Request 1. Render the rows as a Markdown table with columns No. and Line, covering the span from the start of the rows through the line containing "827,425 -> 859,459", inclusive. Number each line and leave out blank ones.

Text provided.
Oct 18, 2013, 11:59 AM EDT
From afar, if you simply looked at this year’s standings with two games to go and last year’s standings, you’d call this season a success for the Union, whether they make the playoffs or not (this cool graphic shows the Union’s form this season).
The team already has 10 more points than it earned all of last season, and controls its own playoff destiny with two games to go. A win on Saturday in Montreal (2 p.m. — Comcast Network) and another next weekend at home against Sporting Kansas City would clinch a playoff berth, no matter what happens elsewhere in the incredibly tight Eastern Conference.
But if you have followed the season closely, there is a feeling of frustration with this year’s team. That’s because there are a few specific cases where the Union “dropped points.”
There’s two kinds of games where you can drop points (an oft-used soccer term meaning a match you lost when you should’ve drawn, or settled for a draw when you had three points in the bag).
The first is a game you were expected to win from the jump. A bad team, or a home game — or a bad team in a home game. These are games where you looked at the schedule back in March and said, “That’s three points right there.”
The other kind of miss is a little trickier to identify. These are games where maybe you weren’t expecting much at kickoff, but with 15 minutes left to play, you look up and say, “Hey, we can win this thing!” It doesn’t matter the opponent, it doesn’t matter the venue. This is where you learn if your team can close things out.
The Union have had a few misses this season in each category. Should they miss the playoffs, here’s three they’ll really regret — six dropped points that should have them fighting for the Supporter’s Shield instead of scrambling for a playoff spot.
Without further ado, in reverse order from “gut punch” to “throwing things around the living room.”
April 13 — Union 1, Toronto FC 1
This falls in the first category: a bad team in a home game. Toronto is a team you MUST beat at home. And if not for Kleberson’s amazing free kick a few weeks ago, the Union would have two home draws this year against the Reds.
In the first meeting, the Union not only settled for a draw, they needed a stoppage-time equalizer from Jack McInerney to get the one point. Danny Cruz missed a gifted first-half chance, Toronto goalie Joe Bendik made two big saves early in the second half on a Jack McInerney header and Conor Casey drive, and the Union had a goal disallowed due to a foul.
The late goal may have left Union fans feeling relieved. But another look at the Toronto goal makes you realize just how bad a draw it really was.
June 29 — Union 2, FC Dallas 2
This one actually fits in both categories. Dallas is a below average team that was winless in five games coming in, the game was at PPL Park, and the Union had a win in the bag if they could close it out.

Records to process.
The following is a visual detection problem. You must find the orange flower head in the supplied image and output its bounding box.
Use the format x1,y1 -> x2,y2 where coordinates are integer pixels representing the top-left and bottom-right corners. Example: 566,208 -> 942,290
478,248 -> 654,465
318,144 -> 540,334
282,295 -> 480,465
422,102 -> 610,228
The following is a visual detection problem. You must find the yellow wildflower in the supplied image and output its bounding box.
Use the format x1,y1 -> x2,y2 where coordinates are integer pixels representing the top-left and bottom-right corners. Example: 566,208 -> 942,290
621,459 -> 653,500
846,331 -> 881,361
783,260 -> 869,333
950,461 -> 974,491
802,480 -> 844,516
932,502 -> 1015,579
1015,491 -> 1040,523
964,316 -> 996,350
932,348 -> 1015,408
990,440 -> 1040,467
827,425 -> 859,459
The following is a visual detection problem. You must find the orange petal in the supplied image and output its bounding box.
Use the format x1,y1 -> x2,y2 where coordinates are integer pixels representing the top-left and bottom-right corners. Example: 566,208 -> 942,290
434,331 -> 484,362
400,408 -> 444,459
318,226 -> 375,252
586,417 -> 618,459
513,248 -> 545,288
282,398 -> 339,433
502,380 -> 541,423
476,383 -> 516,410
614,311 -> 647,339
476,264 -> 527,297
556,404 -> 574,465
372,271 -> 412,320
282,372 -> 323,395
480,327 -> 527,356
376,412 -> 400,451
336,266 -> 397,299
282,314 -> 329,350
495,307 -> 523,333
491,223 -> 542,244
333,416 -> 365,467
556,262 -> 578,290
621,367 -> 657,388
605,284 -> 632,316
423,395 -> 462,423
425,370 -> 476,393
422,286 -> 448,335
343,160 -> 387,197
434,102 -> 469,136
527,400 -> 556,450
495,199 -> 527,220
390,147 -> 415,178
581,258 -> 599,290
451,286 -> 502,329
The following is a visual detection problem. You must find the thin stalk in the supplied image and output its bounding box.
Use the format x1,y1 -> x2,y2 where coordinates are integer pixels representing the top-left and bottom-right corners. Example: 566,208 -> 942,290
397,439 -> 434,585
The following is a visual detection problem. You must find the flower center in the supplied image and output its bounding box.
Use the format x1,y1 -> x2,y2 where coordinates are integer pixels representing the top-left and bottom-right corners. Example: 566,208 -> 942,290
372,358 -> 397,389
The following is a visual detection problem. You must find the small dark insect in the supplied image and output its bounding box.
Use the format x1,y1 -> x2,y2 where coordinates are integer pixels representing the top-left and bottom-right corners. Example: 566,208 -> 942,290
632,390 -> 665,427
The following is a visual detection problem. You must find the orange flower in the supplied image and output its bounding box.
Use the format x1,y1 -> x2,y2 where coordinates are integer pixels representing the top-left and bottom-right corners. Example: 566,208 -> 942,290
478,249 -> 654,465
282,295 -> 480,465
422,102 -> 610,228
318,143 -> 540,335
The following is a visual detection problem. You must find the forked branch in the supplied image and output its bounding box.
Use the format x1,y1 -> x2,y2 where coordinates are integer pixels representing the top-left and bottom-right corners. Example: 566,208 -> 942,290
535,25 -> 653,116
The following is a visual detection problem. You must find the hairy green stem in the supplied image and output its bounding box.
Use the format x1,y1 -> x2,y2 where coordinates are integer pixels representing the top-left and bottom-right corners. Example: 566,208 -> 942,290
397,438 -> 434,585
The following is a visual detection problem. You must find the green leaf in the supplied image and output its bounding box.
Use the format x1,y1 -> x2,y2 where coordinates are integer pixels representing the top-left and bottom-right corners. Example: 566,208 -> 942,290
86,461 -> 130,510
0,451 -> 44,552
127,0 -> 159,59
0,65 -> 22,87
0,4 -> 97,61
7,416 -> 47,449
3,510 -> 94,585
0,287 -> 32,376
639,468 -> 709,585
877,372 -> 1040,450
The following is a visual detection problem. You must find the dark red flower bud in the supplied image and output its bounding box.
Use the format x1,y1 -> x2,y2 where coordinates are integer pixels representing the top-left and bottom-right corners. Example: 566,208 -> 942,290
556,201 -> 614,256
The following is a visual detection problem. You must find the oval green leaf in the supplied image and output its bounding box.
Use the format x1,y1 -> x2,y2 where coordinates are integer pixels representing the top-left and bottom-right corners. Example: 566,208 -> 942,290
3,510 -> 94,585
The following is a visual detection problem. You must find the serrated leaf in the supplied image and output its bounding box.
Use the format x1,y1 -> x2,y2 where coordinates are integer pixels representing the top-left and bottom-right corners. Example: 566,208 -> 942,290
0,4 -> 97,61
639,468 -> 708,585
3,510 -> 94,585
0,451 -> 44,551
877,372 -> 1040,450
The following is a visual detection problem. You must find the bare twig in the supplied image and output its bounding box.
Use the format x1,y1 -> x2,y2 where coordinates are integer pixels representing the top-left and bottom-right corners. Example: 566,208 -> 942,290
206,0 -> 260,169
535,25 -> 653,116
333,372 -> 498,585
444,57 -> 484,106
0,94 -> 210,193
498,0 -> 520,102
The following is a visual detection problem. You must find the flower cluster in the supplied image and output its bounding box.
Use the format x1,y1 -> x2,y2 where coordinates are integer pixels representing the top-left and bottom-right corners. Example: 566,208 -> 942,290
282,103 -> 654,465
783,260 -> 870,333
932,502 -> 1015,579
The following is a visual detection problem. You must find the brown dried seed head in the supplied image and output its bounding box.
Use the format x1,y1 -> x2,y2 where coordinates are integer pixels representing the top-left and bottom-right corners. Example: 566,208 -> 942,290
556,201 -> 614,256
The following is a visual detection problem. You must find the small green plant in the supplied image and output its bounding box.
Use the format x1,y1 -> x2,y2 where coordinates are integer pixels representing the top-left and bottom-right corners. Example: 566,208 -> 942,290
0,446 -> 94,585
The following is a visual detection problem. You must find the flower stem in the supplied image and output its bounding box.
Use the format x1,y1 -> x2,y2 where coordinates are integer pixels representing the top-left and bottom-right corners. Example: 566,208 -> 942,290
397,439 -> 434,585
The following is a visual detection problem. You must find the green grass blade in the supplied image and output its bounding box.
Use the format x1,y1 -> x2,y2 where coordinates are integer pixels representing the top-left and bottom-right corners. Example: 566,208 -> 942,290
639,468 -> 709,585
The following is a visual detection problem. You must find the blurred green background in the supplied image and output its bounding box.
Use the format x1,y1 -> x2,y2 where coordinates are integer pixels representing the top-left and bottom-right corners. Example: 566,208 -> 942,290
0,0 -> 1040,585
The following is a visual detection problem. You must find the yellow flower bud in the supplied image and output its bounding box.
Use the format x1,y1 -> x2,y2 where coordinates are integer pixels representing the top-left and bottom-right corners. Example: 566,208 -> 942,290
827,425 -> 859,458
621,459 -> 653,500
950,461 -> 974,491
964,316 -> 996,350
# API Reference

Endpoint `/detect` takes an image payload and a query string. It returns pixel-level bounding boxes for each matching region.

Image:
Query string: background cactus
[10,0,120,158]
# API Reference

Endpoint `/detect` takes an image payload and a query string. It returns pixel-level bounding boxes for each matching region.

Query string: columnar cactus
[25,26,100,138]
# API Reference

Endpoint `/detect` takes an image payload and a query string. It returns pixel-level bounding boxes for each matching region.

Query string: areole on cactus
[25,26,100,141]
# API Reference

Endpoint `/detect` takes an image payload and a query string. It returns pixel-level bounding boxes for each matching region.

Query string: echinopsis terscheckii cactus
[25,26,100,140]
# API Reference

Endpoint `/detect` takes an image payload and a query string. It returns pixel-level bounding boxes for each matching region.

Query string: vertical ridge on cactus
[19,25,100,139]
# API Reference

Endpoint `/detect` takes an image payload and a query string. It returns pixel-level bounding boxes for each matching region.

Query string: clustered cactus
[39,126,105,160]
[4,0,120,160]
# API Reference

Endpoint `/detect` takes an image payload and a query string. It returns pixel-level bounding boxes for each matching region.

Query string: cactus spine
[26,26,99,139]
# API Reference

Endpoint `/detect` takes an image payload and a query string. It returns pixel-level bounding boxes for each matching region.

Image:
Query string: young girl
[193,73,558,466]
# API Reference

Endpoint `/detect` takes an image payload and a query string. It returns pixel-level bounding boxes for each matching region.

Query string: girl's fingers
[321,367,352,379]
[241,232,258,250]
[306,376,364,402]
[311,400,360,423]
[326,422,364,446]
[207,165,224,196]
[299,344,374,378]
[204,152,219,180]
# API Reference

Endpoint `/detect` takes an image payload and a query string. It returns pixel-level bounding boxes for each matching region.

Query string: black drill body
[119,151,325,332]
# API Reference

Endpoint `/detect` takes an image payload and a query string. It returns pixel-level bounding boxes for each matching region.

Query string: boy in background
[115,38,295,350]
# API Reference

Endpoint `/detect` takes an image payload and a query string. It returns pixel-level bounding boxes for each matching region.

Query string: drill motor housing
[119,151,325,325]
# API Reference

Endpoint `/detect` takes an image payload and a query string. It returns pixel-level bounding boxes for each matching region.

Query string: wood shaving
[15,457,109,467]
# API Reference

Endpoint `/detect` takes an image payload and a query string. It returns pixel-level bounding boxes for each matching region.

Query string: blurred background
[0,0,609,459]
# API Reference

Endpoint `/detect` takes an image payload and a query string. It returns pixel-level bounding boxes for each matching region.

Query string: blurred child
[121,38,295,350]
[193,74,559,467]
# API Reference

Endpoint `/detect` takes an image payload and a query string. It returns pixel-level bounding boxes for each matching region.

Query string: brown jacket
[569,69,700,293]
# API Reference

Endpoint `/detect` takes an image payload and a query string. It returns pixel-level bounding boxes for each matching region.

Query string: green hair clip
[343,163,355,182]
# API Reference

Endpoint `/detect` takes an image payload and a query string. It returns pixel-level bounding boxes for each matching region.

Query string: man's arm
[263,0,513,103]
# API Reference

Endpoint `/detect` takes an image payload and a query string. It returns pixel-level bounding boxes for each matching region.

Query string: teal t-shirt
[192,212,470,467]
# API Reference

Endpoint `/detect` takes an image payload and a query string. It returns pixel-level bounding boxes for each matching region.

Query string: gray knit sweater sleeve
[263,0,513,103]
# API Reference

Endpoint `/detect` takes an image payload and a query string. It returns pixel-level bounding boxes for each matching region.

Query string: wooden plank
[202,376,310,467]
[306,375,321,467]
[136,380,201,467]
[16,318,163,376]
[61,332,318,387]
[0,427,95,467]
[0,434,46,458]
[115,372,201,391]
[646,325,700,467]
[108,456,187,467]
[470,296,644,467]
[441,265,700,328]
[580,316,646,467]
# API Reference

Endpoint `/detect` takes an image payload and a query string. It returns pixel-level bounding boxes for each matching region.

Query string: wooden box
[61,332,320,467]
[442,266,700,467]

Request 2. Rewrite the paragraph of the Union article above that begins "In the first meeting" as a bulleted list, keeping its main facts.

Full solution 1.
| No. | Line |
|---|---|
| 1 | The following is a visual detection problem. You must find the orange flower head in the supplied image and output its bounding box. |
| 2 | Use the format x1,y1 -> x2,y2 where coordinates are integer pixels representing the top-left and bottom-right corners. Example: 566,208 -> 942,290 |
| 3 | 478,248 -> 654,465 |
| 4 | 318,144 -> 540,334 |
| 5 | 282,295 -> 480,465 |
| 6 | 422,102 -> 610,228 |
| 7 | The following is a visual detection problem. You must find the yellow wildflower in the supplied image and output its bounding box. |
| 8 | Use the format x1,y1 -> x2,y2 where coordinates are integer pixels representing the top-left and bottom-right corners. Example: 566,208 -> 942,290 |
| 9 | 621,459 -> 653,500 |
| 10 | 846,331 -> 881,361 |
| 11 | 783,260 -> 869,333 |
| 12 | 950,461 -> 974,491 |
| 13 | 802,480 -> 844,516 |
| 14 | 932,502 -> 1015,579 |
| 15 | 1015,491 -> 1040,523 |
| 16 | 964,316 -> 996,350 |
| 17 | 932,348 -> 1015,408 |
| 18 | 990,440 -> 1040,467 |
| 19 | 827,425 -> 859,459 |

Full solution 2.
- The Union settled for a draw and needed a stoppage-time equalizer from Jack McInerney to get the one point.
- Danny Cruz missed a gifted first-half chance.
- Early in the second half, Toronto goalie Joe Bendik made two big saves, on a McInerney header and a Conor Casey drive.
- The Union had a goal disallowed because of a foul.